**Tasks to complete**
1 - Reproduce the stretch of the regulator message from "When the output" through "oscillator is ok." word for word.
2 - Pull out every line of the records that contains the string "green", matching case exactly.

— start Text shown —

2014-04-03 Thread Javier Herrero

Hello!

Yes, I was thinking something like that, but was not able to find it. 
After analyzing somewhat more, I'm finding that the problem seems more 
subtle. Since the gain of the operational is 1, and there is a positive 
feedback (the diode bias from the output), the output voltage should 
build up until reaching the zener threshold and then stabilize. But it 
only reach 2V, and remains there.


The zener is biased using a 2k resistor. A further examination reveals 
that the zener also supplies a reference voltage to three sections of a 
quad
X9241 digital potentiometer, through resistors (1k for each of two 
sections, 10k for the other). The X9241 receives a 5V supply from a 
MIC5205-5 regulator, that takes its input also from the output of the 
main regulator. The X9241 is non-volatile, and has the I2C bus accesible 
from outside the oscillator.


When the output voltage is locked at ~2V, the output of the MIC5205 is 
also ~2V and in this condition is seems that the resistance to ground of 
the X9241 sections (nominally 10k each) is a lot lower, so they load too 
much the reference diode, and makes the voltage at the zener not to go 
up more. So I suspect that the output of the MIC5205 is activated too 
early, and when ramping up, it creates the lock-up. I've tested to put a 
1000uF capacitor at its output to try to delay its turn-on, and then the 
circuit starts up OK - the voltage at the reference diode is the 
expected, the output of the regulator is ok, the output of the 
oscillator is ok.


The MIC5205 has an enable pin, but it is tied to the input, and also has 
a bypass pin in order to connect a bypass capacitor to enhance its noise 
performance and power supply noise rejection, and this capacitor also 
has an effect on the regulator turn-on time. There is in fact a ceramic 
capacitor connected there. So tomorrow I will test to add some 
capacitance in parallel with it and see what happens. Normally I would 
doubt that the ceramic capacitor is bad, but I would also be surprised 
that the design of the circuit is so marginal that a slightly faster 
turn-on time in a secondary regulator is able to create this havoc :)

— end Text shown —
— start Material for this exercise —

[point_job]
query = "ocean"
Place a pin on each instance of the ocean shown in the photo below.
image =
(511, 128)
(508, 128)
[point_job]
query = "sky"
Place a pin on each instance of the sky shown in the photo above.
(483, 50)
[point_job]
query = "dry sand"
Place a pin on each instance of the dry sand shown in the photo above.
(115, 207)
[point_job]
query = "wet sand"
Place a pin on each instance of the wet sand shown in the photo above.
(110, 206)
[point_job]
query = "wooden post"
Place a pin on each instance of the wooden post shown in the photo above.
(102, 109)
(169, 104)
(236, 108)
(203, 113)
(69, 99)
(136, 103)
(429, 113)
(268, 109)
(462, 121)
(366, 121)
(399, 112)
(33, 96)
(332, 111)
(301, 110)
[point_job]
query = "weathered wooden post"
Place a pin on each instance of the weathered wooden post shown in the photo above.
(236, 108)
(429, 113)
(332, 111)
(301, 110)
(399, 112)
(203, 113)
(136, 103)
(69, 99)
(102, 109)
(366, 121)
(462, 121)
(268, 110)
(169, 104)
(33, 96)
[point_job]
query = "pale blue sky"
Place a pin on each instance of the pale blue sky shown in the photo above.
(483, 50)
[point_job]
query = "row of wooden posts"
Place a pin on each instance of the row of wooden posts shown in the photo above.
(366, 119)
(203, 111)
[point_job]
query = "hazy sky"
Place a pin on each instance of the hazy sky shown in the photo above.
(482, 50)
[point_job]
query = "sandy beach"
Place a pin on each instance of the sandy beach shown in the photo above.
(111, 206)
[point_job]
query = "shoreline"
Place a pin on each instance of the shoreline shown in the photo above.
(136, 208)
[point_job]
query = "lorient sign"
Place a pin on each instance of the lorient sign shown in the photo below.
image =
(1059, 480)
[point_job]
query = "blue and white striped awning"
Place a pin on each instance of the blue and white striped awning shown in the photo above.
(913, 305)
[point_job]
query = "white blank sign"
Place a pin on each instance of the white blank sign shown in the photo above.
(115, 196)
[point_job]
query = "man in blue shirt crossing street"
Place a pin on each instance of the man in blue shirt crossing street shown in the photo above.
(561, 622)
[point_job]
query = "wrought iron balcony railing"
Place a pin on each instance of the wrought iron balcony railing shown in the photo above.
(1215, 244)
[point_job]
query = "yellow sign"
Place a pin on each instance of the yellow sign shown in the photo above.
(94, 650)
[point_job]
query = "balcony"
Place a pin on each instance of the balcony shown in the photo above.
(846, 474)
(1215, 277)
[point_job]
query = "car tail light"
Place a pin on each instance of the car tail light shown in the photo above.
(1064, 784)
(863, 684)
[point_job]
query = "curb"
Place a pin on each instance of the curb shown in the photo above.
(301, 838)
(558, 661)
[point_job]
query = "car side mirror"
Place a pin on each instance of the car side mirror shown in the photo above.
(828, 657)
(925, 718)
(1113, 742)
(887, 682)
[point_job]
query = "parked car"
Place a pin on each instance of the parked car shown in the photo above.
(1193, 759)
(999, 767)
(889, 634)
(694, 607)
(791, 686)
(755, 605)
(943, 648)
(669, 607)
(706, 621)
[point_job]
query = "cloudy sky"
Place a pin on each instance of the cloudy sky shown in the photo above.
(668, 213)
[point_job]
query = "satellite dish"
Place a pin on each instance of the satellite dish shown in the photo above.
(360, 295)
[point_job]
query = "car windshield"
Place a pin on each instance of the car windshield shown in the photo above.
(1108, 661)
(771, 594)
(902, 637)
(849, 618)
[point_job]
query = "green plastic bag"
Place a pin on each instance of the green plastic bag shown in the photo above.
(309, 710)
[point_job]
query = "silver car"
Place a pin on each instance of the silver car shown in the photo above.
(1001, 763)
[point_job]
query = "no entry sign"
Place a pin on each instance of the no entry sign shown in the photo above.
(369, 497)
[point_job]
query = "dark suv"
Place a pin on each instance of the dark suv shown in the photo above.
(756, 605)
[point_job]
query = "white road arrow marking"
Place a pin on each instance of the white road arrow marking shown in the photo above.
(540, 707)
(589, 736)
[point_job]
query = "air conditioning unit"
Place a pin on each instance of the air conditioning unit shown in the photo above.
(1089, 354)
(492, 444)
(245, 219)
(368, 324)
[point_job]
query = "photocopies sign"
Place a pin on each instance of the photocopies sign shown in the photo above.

— end Material for this exercise —

**Responses to the exercise**
1 -
When the output voltage is locked at ~2V, the output of the MIC5205 is 
also ~2V and in this condition is seems that the resistance to ground of 
the X9241 sections (nominally 10k each) is a lot lower, so they load too 
much the reference diode, and makes the voltage at the zener not to go 
up more. So I suspect that the output of the MIC5205 is activated too 
early, and when ramping up, it creates the lock-up. I've tested to put a 
1000uF capacitor at its output to try to delay its turn-on, and then the 
circuit starts up OK - the voltage at the reference diode is the 
expected, the output of the regulator is ok, the output of the 
oscillator is ok.

2 -
query = "green plastic bag"
Place a pin on each instance of the green plastic bag shown in the photo above.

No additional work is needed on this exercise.